Records excerpted from a collection:
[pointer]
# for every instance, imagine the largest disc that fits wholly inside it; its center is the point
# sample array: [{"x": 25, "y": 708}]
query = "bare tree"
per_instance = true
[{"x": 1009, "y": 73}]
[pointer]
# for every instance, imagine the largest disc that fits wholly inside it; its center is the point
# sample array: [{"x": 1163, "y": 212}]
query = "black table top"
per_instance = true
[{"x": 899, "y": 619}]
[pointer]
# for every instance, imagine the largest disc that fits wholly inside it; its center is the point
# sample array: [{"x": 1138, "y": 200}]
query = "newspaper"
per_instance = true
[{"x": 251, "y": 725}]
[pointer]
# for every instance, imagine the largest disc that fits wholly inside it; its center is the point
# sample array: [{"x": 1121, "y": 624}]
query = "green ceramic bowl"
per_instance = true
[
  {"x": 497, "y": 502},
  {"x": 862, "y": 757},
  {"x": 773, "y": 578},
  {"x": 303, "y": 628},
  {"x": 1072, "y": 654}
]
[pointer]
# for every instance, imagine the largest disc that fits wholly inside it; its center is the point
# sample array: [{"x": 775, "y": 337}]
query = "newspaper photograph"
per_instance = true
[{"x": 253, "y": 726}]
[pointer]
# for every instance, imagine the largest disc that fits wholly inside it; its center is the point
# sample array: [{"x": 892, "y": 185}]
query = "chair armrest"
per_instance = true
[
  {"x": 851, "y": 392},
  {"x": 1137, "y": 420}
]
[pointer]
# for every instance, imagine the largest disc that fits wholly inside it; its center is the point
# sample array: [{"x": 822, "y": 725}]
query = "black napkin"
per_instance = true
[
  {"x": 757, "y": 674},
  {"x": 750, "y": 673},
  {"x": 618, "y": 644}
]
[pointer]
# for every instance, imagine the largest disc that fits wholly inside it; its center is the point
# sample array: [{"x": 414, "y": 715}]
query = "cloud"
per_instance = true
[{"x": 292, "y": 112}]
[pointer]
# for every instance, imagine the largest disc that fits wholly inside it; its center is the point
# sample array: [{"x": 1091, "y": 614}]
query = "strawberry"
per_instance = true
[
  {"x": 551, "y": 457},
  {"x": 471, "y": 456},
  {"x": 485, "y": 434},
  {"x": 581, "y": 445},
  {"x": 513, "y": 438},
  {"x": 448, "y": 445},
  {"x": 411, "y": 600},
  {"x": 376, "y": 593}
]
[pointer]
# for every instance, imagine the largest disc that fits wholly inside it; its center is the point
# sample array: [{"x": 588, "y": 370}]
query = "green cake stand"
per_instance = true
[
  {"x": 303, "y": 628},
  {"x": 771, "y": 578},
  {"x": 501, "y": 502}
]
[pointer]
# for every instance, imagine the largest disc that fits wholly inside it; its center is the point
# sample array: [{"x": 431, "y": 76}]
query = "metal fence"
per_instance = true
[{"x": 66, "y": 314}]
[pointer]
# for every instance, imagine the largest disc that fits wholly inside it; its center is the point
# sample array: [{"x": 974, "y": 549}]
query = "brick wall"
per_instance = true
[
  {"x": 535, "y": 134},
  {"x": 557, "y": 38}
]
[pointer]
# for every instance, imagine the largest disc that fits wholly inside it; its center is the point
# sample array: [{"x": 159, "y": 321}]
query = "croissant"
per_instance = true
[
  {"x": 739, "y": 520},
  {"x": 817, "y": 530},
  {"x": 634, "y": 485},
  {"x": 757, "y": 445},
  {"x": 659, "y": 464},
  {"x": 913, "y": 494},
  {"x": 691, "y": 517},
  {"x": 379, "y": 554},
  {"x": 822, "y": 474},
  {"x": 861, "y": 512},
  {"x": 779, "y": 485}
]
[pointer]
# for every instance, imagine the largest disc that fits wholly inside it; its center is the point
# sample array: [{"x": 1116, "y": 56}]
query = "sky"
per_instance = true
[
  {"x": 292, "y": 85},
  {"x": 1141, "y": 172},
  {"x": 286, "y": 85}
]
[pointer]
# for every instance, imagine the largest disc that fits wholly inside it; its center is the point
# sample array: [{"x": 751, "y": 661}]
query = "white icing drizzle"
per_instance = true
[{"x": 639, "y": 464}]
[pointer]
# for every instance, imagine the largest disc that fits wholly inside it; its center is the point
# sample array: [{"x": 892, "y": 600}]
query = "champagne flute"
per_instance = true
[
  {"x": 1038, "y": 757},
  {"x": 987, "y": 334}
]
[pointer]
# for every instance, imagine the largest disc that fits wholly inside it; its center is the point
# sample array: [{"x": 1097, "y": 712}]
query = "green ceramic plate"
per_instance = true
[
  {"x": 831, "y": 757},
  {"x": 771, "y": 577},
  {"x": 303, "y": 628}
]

### Given exercise
Produce an exact copy of all the records.

### Finished task
[pointer]
# for every instance, imagine the largest disc that fits wholly inside it; its center is the point
# sample array: [{"x": 25, "y": 708}]
query = "bare tree"
per_instance = true
[{"x": 1009, "y": 73}]
[pointer]
# for every instance, imagine the largest disc that fits wholly inside it; its center is the point
# sample array: [{"x": 1163, "y": 212}]
query = "black table top"
per_instance = true
[{"x": 899, "y": 619}]
[pointer]
# for every instance, imagine the largest disc that fits wholly inside it; its center is the point
# sample array: [{"x": 1138, "y": 200}]
query = "newspaper"
per_instance = true
[{"x": 251, "y": 725}]
[pointer]
# for every instance, imagine the largest disc that fits wholly inside it; its center is the point
# sample array: [{"x": 1121, "y": 624}]
query = "green ceramic bowl"
per_instance = true
[
  {"x": 497, "y": 502},
  {"x": 862, "y": 757},
  {"x": 773, "y": 578},
  {"x": 303, "y": 628},
  {"x": 1072, "y": 654}
]
[pointer]
# for every instance, imagine the largest disc that fits wholly inside it; its center is the point
# sample array: [{"x": 775, "y": 337}]
query = "newspaper photograph"
per_instance = true
[{"x": 253, "y": 726}]
[pointer]
# for every instance, imagine the largest disc that fits wholly inside it; its center is the point
# sample array: [{"x": 892, "y": 185}]
query = "chair armrest"
per_instance = true
[
  {"x": 851, "y": 392},
  {"x": 1137, "y": 420}
]
[pointer]
# for every instance, imagine the largest disc that fits wholly inside it; its center is the point
# sample array: [{"x": 822, "y": 725}]
query = "black napkin"
per_instance = true
[
  {"x": 757, "y": 674},
  {"x": 750, "y": 673},
  {"x": 618, "y": 644}
]
[pointer]
# for every instance, imagine the largest disc that fits wholly inside it; its center is the point
# sample array: [{"x": 414, "y": 715}]
query = "cloud"
per_instance = true
[{"x": 292, "y": 112}]
[pointer]
# for every instance, imagine the largest disc that fits wholly inside it; its center is the point
# sample array: [{"x": 1091, "y": 614}]
query = "strawberry"
per_instance = true
[
  {"x": 551, "y": 457},
  {"x": 471, "y": 456},
  {"x": 485, "y": 434},
  {"x": 581, "y": 445},
  {"x": 513, "y": 438},
  {"x": 448, "y": 445},
  {"x": 411, "y": 600},
  {"x": 376, "y": 593}
]
[pointer]
# for every instance, imagine the largest disc that fits wholly inside it; its center is the point
# sample array: [{"x": 588, "y": 370}]
query = "green cake stand"
per_instance = true
[
  {"x": 303, "y": 628},
  {"x": 771, "y": 578},
  {"x": 501, "y": 502}
]
[pointer]
# for every instance, imagine the largest disc that fits wholly inside it; its center is the point
# sample array: [{"x": 431, "y": 76}]
query = "metal fence"
per_instance = true
[{"x": 66, "y": 314}]
[pointer]
# for every instance, imagine the largest disc that fits wholly inside it; its center is the point
# sample array: [{"x": 974, "y": 549}]
query = "brick wall"
per_instance = true
[
  {"x": 535, "y": 134},
  {"x": 557, "y": 38}
]
[pointer]
# for every instance, imagine the largest disc that fits wholly inside it; its center is the point
# sample array: [{"x": 159, "y": 321}]
query = "croissant"
per_instance = true
[
  {"x": 739, "y": 520},
  {"x": 817, "y": 530},
  {"x": 634, "y": 485},
  {"x": 757, "y": 445},
  {"x": 659, "y": 464},
  {"x": 913, "y": 494},
  {"x": 691, "y": 517},
  {"x": 379, "y": 554},
  {"x": 822, "y": 474},
  {"x": 861, "y": 512},
  {"x": 779, "y": 485}
]
[pointer]
# for every instance, imagine the largest disc that fits wholly inside it; its center is the point
# sample array: [{"x": 1116, "y": 56}]
query = "sky"
per_instance = true
[
  {"x": 292, "y": 85},
  {"x": 1141, "y": 172},
  {"x": 286, "y": 85}
]
[pointer]
# for every instance, imagine the largest disc that fits wholly inside it; its center is the point
# sample array: [{"x": 751, "y": 661}]
query = "white icing drizzle"
per_instance = true
[{"x": 639, "y": 464}]
[pointer]
# for every instance, imagine the largest disc that fits wholly inside it; its center is the point
# sample array: [{"x": 892, "y": 600}]
query = "champagne flute"
per_instance = true
[
  {"x": 1038, "y": 757},
  {"x": 987, "y": 334}
]
[pointer]
# for every instance, imagine the largest disc that fits wholly inside it; its center is the point
# sample array: [{"x": 1097, "y": 712}]
query = "green ceramic plate"
per_instance = true
[
  {"x": 831, "y": 757},
  {"x": 771, "y": 577},
  {"x": 303, "y": 628}
]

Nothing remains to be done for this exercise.